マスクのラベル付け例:
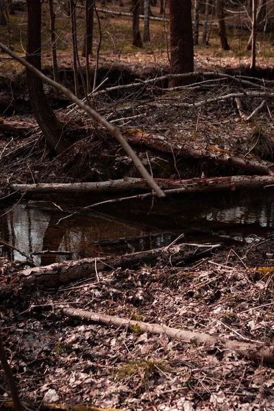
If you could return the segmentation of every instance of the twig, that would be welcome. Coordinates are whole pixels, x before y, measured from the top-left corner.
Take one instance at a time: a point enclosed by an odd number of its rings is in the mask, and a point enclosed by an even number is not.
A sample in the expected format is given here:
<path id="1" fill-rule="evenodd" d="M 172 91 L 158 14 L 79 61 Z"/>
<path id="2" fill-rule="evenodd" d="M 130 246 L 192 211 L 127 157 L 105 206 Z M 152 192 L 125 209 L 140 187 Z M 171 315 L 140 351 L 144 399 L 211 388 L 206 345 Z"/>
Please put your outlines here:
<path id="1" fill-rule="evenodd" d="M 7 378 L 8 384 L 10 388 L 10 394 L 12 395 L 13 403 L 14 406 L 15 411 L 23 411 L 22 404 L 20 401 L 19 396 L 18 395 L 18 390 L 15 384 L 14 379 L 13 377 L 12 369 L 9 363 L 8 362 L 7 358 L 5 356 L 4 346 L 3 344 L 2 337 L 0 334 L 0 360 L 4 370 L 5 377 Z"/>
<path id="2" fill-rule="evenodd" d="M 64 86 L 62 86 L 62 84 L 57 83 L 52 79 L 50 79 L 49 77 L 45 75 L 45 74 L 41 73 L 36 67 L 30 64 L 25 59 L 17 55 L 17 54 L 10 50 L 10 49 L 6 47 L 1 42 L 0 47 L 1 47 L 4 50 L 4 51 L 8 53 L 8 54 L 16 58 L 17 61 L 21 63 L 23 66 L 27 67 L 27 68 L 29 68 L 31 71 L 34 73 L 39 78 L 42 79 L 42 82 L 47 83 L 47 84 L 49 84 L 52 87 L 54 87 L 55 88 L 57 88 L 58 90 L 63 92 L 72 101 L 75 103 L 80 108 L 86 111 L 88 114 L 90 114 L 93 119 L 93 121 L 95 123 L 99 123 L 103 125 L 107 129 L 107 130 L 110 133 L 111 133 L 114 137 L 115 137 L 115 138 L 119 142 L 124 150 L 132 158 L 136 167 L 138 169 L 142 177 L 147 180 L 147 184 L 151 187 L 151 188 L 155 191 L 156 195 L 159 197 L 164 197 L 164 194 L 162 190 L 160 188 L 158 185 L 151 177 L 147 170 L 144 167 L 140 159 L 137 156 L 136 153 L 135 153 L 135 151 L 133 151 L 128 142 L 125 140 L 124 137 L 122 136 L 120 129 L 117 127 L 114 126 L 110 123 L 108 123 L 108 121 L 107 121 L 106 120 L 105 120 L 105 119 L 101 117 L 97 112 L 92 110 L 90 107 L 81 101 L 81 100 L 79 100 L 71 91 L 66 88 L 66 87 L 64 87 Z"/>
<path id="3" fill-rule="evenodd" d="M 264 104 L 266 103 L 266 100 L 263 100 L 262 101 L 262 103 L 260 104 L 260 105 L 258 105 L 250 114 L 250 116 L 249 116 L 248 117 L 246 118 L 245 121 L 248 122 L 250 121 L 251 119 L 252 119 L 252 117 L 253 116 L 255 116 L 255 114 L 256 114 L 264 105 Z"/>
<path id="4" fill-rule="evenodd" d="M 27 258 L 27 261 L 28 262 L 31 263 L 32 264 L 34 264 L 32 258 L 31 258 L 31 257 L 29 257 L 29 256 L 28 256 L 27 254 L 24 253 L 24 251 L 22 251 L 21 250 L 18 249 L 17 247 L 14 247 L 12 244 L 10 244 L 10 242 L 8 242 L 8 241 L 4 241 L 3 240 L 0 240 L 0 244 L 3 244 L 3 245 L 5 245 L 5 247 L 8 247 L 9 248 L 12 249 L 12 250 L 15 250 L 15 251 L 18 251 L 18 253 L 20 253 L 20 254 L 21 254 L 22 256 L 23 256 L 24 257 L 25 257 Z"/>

• _課題_
上の行をすべて一字一句変えずに再掲してください。画像は回答から除いてください。

• _回答_
If you could return the segmentation of every instance of the twig, that would be welcome. Coordinates are whole pixels, x before y, measured from the top-left corner.
Take one instance at a time: a point enclosed by an odd number of its rings is in the mask, and a point enclosed by an even number is not.
A sample in the expected format is given here:
<path id="1" fill-rule="evenodd" d="M 172 91 L 158 14 L 79 61 Z"/>
<path id="2" fill-rule="evenodd" d="M 130 246 L 192 211 L 127 157 L 105 206 Z M 152 192 L 125 209 L 140 187 Z M 171 315 L 140 351 L 144 399 L 211 388 L 206 345 Z"/>
Please put your outlines here:
<path id="1" fill-rule="evenodd" d="M 7 378 L 8 384 L 10 388 L 10 394 L 12 395 L 13 403 L 14 406 L 15 411 L 23 411 L 22 404 L 20 401 L 19 396 L 18 395 L 18 390 L 15 384 L 14 379 L 13 377 L 12 369 L 9 363 L 8 362 L 7 358 L 5 356 L 4 346 L 3 344 L 2 337 L 0 334 L 0 360 L 4 370 L 5 377 Z"/>
<path id="2" fill-rule="evenodd" d="M 64 86 L 62 86 L 62 84 L 57 83 L 52 79 L 50 79 L 49 77 L 45 75 L 45 74 L 41 73 L 36 67 L 30 64 L 25 59 L 17 55 L 17 54 L 10 50 L 10 49 L 6 47 L 1 42 L 0 47 L 1 47 L 4 50 L 4 51 L 8 53 L 8 54 L 16 58 L 17 61 L 21 63 L 23 66 L 27 67 L 27 68 L 29 68 L 31 71 L 34 73 L 39 78 L 42 79 L 42 82 L 47 83 L 47 84 L 49 84 L 52 87 L 54 87 L 55 88 L 57 88 L 58 90 L 63 92 L 72 101 L 75 103 L 80 108 L 86 111 L 88 114 L 90 114 L 93 119 L 93 121 L 95 123 L 99 123 L 103 125 L 107 129 L 107 130 L 110 133 L 111 133 L 114 137 L 115 137 L 115 138 L 119 142 L 124 150 L 132 158 L 136 167 L 138 169 L 142 177 L 147 180 L 147 184 L 151 187 L 151 188 L 155 191 L 156 195 L 159 197 L 164 197 L 164 194 L 162 190 L 160 188 L 158 185 L 151 177 L 147 170 L 144 167 L 140 159 L 137 156 L 136 153 L 135 153 L 135 151 L 133 151 L 128 142 L 125 140 L 124 137 L 122 136 L 120 129 L 117 127 L 114 126 L 110 123 L 108 123 L 108 121 L 107 121 L 106 120 L 105 120 L 105 119 L 101 117 L 97 112 L 92 110 L 90 107 L 81 101 L 81 100 L 79 100 L 71 91 L 66 88 L 66 87 L 64 87 Z"/>
<path id="3" fill-rule="evenodd" d="M 264 104 L 266 103 L 266 100 L 263 100 L 262 101 L 262 103 L 260 104 L 260 105 L 258 105 L 250 114 L 250 116 L 249 116 L 248 117 L 246 118 L 245 121 L 248 122 L 250 121 L 251 119 L 252 119 L 252 117 L 253 116 L 255 116 L 255 114 L 256 114 L 264 105 Z"/>
<path id="4" fill-rule="evenodd" d="M 27 258 L 27 261 L 28 262 L 31 263 L 32 264 L 34 264 L 32 258 L 31 258 L 31 257 L 29 257 L 29 256 L 28 256 L 27 254 L 24 253 L 24 251 L 22 251 L 21 250 L 18 249 L 17 247 L 14 247 L 12 244 L 10 244 L 10 242 L 8 242 L 8 241 L 4 241 L 3 240 L 0 240 L 0 244 L 3 244 L 3 245 L 5 245 L 5 247 L 8 247 L 9 248 L 12 249 L 12 250 L 15 250 L 15 251 L 18 251 L 18 253 L 20 253 L 20 254 L 21 254 L 22 256 L 23 256 L 24 257 L 25 257 Z"/>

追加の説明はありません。